Electrical engineers and manufacturers of a wide range of electrical components

1927 Formed by the merger of Crompton and Co and F. and A. Parkinson[1]. Frank Parkinson became chairman.

1928 Some shares, all of which had been held privately, were made available for public ownership.

1930 E. J. Fox, managing director of Stanton Ironworks Co, elected to the board.

1932 Acquired Derby Cables and British Electric Transformer Co Ltd which was merged with the company's own transformer interests. Involvement in British Electric Transformer Co also gave the company control of Kye Lamps of Edmonton (reinforcing the company's interest in lamps) and Tricity cookers.

Manufacturing subsidiaries were established at Bombay and Sydney, with some high-profile power engineering, such as the electrification of the ice-plant at Fleetwood in 1932.

From 1932 the lamp business developed with the marketing of the ‘one-shilling lamp’.

By 1933 the firm considered a bid for the underperforming giant, English Electric Co, forcing GEC and Associated Electrical Industries to make pre-emptive responses.

1934 Established new subsidiary, Atlas Sprinkler, to develop fire-protection business [2].

Requirement 1:
Using the company history above, answer each question briefly:
(a) Which two firms merged in 1927 to form the company?
(b) Who was elected to the board in 1930, and what position did he hold?
(c) What subsidiary was established in 1934, and what business was it meant to develop?
Requirement 2: Write a continuation of the company history, beginning after its final entry on 1934.
The records that follow the company history are separate material.

Data:
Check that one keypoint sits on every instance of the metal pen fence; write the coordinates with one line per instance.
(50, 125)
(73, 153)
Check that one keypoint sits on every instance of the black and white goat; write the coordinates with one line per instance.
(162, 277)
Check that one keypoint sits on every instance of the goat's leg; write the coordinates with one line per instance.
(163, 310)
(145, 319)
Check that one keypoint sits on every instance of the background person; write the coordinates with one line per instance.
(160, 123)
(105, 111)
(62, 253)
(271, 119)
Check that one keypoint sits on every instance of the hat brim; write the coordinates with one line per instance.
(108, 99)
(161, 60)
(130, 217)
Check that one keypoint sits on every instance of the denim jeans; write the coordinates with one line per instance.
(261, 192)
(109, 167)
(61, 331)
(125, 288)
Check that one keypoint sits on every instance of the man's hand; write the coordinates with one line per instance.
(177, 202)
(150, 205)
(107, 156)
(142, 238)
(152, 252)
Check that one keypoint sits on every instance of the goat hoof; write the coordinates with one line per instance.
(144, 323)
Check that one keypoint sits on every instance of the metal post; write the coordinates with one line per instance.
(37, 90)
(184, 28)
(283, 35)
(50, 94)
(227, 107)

Task output 1:
(a) Crompton and Co and F. and A. Parkinson.
(b) E. J. Fox, managing director of Stanton Ironworks Co.
(c) Atlas Sprinkler, to develop fire-protection business.

Task output 2:
1935 Successfully challenged the ‘Lamp Ring’ (the Electric Lamp Manufacturers Association), the manufacturing cartel established in 1919.

1935 Extension of new Arc Works

1937 Gained membership of the Electric Lamp Manufacturers Association.

1937 Manufacturing electrical engineers. "All-Test" Instruments. "Klosd" Motors. "Tong Test" Instruments. [3]

1938 Explored possible merger with Callender Cable in 1938.

1938 A new Guiseley factory was opened.

1939 The company commenced manufacturing .303 rifle ammunition at its Guiseley and Doncaster factories.

1941 Acquired Young Accumulator Co and its subsidiary Associated Electric Vehicle Manufacturers, Ltd.[4].

1941 Munitions produced at Chelmsford. Around 2,500 employed.

By 1946, Crompton Parkinson had established a leading position in battery-powered urban vehicles (in a joint venture with Austin) and its motors were used in trams, trolleybuses and diesel–electric locomotives.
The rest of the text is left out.